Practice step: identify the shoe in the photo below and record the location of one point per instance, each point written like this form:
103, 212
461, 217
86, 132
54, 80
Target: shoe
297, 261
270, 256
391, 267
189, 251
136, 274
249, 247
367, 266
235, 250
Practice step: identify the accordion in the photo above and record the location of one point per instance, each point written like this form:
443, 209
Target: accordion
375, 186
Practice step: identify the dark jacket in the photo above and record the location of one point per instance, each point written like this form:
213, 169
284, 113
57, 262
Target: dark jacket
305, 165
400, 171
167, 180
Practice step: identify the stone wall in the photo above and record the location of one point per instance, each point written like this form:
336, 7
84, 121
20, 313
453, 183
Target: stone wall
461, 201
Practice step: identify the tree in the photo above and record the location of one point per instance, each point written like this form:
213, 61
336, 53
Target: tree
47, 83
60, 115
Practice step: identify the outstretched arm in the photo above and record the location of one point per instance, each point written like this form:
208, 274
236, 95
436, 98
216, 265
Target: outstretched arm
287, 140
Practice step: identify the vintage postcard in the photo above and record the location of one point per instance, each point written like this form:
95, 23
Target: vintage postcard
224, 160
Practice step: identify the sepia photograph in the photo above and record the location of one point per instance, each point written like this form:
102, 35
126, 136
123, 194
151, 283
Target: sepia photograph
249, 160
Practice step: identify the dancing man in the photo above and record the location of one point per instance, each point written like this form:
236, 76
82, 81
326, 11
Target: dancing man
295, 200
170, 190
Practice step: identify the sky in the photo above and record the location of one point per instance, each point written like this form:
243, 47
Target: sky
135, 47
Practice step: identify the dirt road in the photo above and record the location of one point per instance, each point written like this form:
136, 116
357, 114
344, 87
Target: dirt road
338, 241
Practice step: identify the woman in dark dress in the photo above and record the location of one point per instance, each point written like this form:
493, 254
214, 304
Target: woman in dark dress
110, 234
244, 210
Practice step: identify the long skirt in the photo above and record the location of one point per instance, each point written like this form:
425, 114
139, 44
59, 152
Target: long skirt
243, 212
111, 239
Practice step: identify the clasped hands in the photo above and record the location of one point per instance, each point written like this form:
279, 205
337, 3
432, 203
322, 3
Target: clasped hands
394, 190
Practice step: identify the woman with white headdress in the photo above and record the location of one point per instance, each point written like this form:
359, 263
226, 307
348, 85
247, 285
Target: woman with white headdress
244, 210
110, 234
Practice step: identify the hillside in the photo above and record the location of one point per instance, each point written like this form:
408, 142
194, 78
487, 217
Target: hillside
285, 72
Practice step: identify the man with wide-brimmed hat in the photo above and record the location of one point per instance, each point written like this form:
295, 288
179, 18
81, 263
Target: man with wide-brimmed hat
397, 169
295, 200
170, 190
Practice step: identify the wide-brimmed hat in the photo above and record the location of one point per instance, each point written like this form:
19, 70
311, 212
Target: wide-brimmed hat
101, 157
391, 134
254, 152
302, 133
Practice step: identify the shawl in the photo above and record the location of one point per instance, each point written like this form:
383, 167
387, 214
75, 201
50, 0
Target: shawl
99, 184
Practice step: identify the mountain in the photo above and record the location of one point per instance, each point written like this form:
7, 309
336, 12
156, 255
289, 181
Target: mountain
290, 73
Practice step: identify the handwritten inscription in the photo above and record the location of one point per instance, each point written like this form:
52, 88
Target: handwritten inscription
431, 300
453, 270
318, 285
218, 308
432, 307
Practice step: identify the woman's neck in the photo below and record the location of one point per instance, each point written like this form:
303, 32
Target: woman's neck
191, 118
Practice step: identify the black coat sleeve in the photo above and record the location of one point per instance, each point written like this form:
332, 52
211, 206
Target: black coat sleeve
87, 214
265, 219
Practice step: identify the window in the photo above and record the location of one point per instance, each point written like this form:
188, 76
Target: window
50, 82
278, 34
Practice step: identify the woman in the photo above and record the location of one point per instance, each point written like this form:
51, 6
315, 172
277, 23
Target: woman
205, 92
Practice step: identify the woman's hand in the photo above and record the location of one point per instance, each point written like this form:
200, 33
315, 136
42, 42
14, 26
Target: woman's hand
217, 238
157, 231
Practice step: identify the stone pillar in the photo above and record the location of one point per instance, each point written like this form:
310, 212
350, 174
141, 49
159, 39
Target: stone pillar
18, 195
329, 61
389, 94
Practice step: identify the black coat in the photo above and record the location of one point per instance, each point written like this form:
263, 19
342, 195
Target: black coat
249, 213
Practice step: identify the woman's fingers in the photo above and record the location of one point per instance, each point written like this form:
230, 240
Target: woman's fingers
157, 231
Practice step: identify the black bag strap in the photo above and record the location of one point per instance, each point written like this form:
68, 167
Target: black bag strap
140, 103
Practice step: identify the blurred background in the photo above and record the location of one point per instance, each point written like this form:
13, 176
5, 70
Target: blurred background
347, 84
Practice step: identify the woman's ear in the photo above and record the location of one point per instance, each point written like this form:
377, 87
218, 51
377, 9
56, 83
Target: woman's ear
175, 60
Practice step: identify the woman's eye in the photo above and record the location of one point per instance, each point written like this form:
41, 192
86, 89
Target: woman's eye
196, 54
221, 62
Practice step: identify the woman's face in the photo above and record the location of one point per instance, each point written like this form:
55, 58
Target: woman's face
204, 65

(WORK TO DO): Copy out the lines of the listing word for word, beginning with the line that contains "Practice step: identify the woman's face" and continuing through the last line of the listing, both ends included.

(REPLY):
Practice step: identify the woman's face in the photo above and record the location of one point per instance, each point written like this form:
55, 58
Target: woman's face
204, 65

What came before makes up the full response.